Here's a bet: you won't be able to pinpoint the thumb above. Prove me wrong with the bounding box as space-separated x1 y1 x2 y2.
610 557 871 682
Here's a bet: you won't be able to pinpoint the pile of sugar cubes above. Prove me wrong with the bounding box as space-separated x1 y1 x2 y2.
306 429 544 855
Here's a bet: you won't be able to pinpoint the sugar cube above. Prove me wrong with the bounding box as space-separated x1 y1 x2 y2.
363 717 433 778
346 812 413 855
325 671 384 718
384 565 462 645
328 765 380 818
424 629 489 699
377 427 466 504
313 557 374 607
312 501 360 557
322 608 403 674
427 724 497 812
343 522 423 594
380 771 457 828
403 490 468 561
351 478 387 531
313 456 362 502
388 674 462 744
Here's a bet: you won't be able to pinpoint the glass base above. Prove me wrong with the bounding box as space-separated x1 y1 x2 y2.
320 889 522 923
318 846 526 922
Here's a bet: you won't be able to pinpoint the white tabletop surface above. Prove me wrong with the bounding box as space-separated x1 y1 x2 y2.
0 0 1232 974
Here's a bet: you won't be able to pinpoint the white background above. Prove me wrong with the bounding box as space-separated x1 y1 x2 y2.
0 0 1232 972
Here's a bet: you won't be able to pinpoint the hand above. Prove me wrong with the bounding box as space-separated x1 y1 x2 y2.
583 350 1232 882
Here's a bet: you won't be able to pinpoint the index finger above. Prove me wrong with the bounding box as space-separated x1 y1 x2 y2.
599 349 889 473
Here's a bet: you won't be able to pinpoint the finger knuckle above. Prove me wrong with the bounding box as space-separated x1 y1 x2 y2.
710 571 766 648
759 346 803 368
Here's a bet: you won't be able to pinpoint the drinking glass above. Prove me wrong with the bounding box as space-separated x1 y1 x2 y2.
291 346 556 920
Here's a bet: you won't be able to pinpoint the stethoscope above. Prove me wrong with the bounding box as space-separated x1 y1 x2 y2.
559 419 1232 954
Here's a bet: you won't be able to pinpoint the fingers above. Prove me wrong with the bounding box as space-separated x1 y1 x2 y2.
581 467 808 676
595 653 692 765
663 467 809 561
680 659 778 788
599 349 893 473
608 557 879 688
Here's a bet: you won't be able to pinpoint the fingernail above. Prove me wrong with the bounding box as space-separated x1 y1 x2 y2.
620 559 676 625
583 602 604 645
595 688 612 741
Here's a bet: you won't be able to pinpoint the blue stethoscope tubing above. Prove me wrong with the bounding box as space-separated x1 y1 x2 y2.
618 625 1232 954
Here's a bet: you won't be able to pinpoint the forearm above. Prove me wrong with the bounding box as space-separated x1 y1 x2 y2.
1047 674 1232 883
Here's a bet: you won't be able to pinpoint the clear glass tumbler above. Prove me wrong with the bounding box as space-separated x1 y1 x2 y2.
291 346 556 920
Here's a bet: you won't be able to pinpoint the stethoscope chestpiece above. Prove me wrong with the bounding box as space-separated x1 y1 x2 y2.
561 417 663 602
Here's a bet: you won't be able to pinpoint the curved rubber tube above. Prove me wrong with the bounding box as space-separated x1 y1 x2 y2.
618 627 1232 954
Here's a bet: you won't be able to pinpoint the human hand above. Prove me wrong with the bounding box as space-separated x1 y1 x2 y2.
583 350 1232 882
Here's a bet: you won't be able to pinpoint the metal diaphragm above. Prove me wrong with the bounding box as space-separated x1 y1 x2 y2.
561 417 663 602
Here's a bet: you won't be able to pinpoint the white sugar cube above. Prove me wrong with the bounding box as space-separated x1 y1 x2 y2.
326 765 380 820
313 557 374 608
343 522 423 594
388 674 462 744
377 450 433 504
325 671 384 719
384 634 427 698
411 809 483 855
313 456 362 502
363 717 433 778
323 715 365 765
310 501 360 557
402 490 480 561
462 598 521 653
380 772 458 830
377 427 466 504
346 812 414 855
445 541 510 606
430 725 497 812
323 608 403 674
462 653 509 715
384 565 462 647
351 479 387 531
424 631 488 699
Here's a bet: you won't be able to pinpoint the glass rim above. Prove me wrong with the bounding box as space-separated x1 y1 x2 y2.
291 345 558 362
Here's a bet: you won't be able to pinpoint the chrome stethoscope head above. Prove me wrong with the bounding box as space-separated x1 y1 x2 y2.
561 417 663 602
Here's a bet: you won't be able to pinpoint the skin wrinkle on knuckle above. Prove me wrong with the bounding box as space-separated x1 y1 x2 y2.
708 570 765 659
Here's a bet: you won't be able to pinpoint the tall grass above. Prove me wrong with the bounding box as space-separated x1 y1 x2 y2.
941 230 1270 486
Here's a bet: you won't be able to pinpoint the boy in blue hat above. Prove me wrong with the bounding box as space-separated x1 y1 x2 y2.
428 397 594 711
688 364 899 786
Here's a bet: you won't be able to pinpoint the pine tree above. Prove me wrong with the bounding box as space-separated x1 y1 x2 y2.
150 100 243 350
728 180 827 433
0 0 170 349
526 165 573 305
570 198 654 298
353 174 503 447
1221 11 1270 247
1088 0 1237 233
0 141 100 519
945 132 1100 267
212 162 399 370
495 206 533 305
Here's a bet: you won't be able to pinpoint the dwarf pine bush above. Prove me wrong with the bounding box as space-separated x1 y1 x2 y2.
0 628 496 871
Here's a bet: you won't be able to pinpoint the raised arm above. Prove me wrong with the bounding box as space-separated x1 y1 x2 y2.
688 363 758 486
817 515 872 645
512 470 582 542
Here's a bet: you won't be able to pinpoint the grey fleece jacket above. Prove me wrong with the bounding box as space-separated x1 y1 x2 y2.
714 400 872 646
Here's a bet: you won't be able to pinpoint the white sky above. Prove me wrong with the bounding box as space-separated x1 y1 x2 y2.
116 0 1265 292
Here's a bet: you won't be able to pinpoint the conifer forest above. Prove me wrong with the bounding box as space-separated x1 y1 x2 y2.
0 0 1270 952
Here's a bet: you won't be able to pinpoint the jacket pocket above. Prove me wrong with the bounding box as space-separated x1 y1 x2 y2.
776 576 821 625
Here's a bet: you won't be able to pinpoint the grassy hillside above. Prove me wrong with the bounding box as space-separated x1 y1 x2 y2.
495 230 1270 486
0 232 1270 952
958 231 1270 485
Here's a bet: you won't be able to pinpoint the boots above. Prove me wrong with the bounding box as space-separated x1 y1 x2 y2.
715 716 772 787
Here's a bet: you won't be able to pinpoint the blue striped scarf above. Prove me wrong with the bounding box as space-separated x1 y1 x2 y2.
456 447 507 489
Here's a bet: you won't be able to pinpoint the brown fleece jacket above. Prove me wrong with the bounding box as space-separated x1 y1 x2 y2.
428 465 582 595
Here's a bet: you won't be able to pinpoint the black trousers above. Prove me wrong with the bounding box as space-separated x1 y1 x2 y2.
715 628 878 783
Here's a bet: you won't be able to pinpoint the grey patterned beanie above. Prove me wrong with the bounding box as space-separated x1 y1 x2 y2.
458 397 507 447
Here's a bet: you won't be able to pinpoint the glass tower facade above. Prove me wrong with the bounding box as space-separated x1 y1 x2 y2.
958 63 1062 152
◇ ◇ ◇ ◇ ◇
* _YOUR OBJECTIVE_: Go through all of the data above, switch each "bounding box" to "enclosing box", and write the lines out again with nothing else altered.

* _FULL ANSWER_:
Here's a bet: you won't be able to pinpoint the thumb above. Prove me wrong with the enclosing box as space-separated x1 y1 x2 y2.
610 557 871 682
Here's a bet: you won't be able to pinpoint the pile of sugar cubes above. Prove me wrong with the enclosing box as space-separated x1 y1 x2 y2.
306 429 544 855
Here's a bet: you won't be able to pinpoint the sugar cube above. Prove me wrong with the enclosing box as space-separated x1 y1 x2 y2.
363 717 433 778
346 812 413 855
325 671 384 718
384 565 462 645
328 765 380 818
424 629 489 699
377 427 466 504
313 557 374 607
312 501 360 557
322 608 403 674
427 724 497 812
343 522 423 594
380 771 457 828
403 490 468 561
351 478 387 531
313 456 362 502
388 674 462 744
Here's a bet: you won't be able to pinpoint the glass base above. Prove me wrong with the enclosing box as space-separated x1 y1 x2 y2.
320 889 522 923
318 846 526 922
Here's a bet: you won't be able to pinpoint the white tabletop surface above. Prove me wrong with the enclosing box as space-separated x1 y1 x2 y2.
0 0 1232 974
Here's a bet: you won't be able to pinpoint the white background above. Prove me wrong with the enclosing box as space-separated x1 y1 x2 y2.
0 0 1232 972
Here's a bet: you won't be able to pinpoint the hand above. Prove me wrong with the enclosing box as space-separated x1 y1 x2 y2.
583 350 1232 882
Here's a bet: you won't be able to pinpoint the index finger above. Prove me wrong with the enclosing box as space-separated x1 y1 x2 y2.
599 349 889 473
Here's a bet: you won't be able to pinpoint the finger knuckle above. Prove me wrong with the enclosing box as space-separated x1 y1 x2 y2.
710 571 766 648
759 346 803 368
Here's a bet: you won't be able to pinpoint the drinking glass above. Prove me wrong with the enclosing box as space-separated x1 y1 x2 y2.
291 346 556 920
Here's a bet: you won't be able to pinpoint the stethoscope above. Prove me wrong with the enclosing box as space-separated x1 y1 x2 y2.
559 419 1232 954
Here's a bet: you won't be able to pinpoint the fingers above. Prove me wrong with the enclosing box as space-separated x1 y1 x2 y2.
581 467 808 676
595 653 692 765
663 467 809 561
680 659 778 788
599 349 893 473
608 557 879 688
Here's a bet: you won't be able to pinpoint the fingernail above. Prove me wrong with the enclosing box as space-separated x1 y1 x2 y2.
620 559 676 625
583 602 604 645
595 688 612 741
Here's a bet: you won't be able to pinpoint the blue stethoscope tubing above. Prove me wrong with the enclosing box as space-separated x1 y1 x2 y2.
618 625 1232 954
Here's a bet: you won't be able to pinpoint the forearm above. Prove me wrong with the enclosing box as space-separated x1 y1 x2 y2.
1047 674 1232 883
Here's a bet: you won't be able to pinpoint the clear glass tumbler above. Prove me wrong with the enclosing box as space-separated x1 y1 x2 y2.
291 346 556 920
Here's a bet: you won't be able to pinpoint the stethoscope chestpiece above. Prove me wrong with the enclosing box as space-separated x1 y1 x2 y2.
561 417 663 602
Here's a bet: you won't be able to pinpoint the curved rubber tube above. Prove me wrong with the enclosing box as space-separated x1 y1 x2 y2.
618 627 1232 954
Here's a bet: you won't be able to pinpoint the human hand above. Prove me wrong with the enclosing box as space-separated x1 y1 x2 y2.
583 350 1232 882
Here's a bet: you won't be able to pinpoint the metal diaphragm above. Prove me wrong with the enclosing box as space-separated x1 y1 x2 y2.
561 417 663 602
Here's a bet: you won't be able to pinpoint the white sugar cube above. Prove me wrong with the enclosing box as space-separated x1 y1 x2 y2.
326 765 380 820
313 557 374 608
343 522 423 594
388 674 462 744
377 450 433 504
325 671 384 719
384 634 427 698
411 809 483 855
313 456 362 502
363 717 433 778
323 715 365 765
310 501 360 557
402 490 480 561
462 598 521 653
380 772 458 830
377 427 466 504
346 812 414 855
445 541 510 606
430 725 497 812
323 608 403 674
462 653 509 715
384 565 462 647
351 479 387 531
424 631 488 699
Here's a bet: you won't be able to pinpoint the glass rim above. Prove me wrong with the enclosing box as space-separated x1 y1 x2 y2.
291 345 558 362
Here's a bet: you won't be able to pinpoint the chrome stethoscope head above. Prove me wrong with the enclosing box as space-separated x1 y1 x2 y2.
561 417 663 602
Here's a bet: you won't be able to pinpoint the skin wrinkle on knuckle above. Prove me wrong with the enclosing box as space-separated x1 y1 x2 y2.
708 570 765 659
Here's a bet: you won't be able to pinpoint the tall grass above. Prove me wrong with the enclosing box as space-separated x1 y1 x2 y2.
941 230 1270 486
Here's a bet: you won't be able to pinpoint the boy in blue hat above. Prove me wrong with the enclosing box as space-separated x1 y1 x2 y2.
428 397 594 711
688 364 899 786
Here's a bet: you won't be able to pinpoint the pine tree above. Prove me wrong with the enclosing box as space-separated x1 y1 x2 y2.
150 100 243 350
728 180 827 433
0 0 170 349
526 165 573 305
570 198 654 298
353 174 503 447
1221 11 1270 247
1088 0 1237 233
0 141 100 519
945 132 1100 267
212 162 399 370
495 206 533 305
Here's a bet: you won't be able to pinpoint the dwarf pine bush above. Prove me wrong with the enclosing box as space-separated x1 y1 x2 y2.
0 628 496 871
Here's a bet: you won't be able to pinpoint the raised arm above. Prove me wrong with the enclosing box as space-separated x1 y1 x2 y2.
688 363 758 486
817 515 872 645
512 470 582 542
Here's a bet: you won't be able to pinpoint the grey fleece jacket above. Prove me wrong with the enclosing box as space-separated x1 y1 x2 y2.
714 400 872 646
Here's a bet: you won't be able to pinpoint the white sky above. Prove me wrong with the enclosing box as space-separated x1 y1 x2 y2.
116 0 1265 292
Here's a bet: you won't be able to pinpoint the conifer forest above. Prove me wrong with the enclosing box as space-separated x1 y1 x2 y2.
0 0 1270 952
Here's a bet: you won't be able to pinpoint the jacket pocket above. Prove me wrong with the enclosing box as space-separated x1 y1 x2 y2.
776 576 821 625
Here's a bet: you won't be able to pinpoint the grassy hillside above. Prove me wrong with the enclosing box as space-separated x1 y1 x2 y2.
495 230 1270 486
0 232 1270 952
958 231 1270 485
Here's a bet: you won't be able to pinpoint the boots above. Prove me wrong with the enclosing box as space-separated x1 y1 x2 y2.
715 716 772 787
Here's a bet: you won't be able to pinpoint the blue striped scarf above. Prove me wrong with the enclosing box as space-separated x1 y1 x2 y2.
456 447 507 489
Here's a bet: you won't be able to pinpoint the brown fleece jacket above. Prove me wrong with the enclosing box as space-separated x1 y1 x2 y2.
428 465 582 595
Here's a bet: you won't be able to pinpoint the black trousers above. Prove me wrong with the enclosing box as space-separated x1 y1 x2 y2.
715 628 878 783
Here's a bet: you won't be able to pinpoint the grey patterned beanie above. Prove me wrong with the enclosing box as space-separated x1 y1 x2 y2.
458 397 507 447
Here's a bet: you won't be able to pinpoint the glass tower facade above. Prove me wrong with the enclosing box as space-separated x1 y1 x2 y2.
958 63 1062 152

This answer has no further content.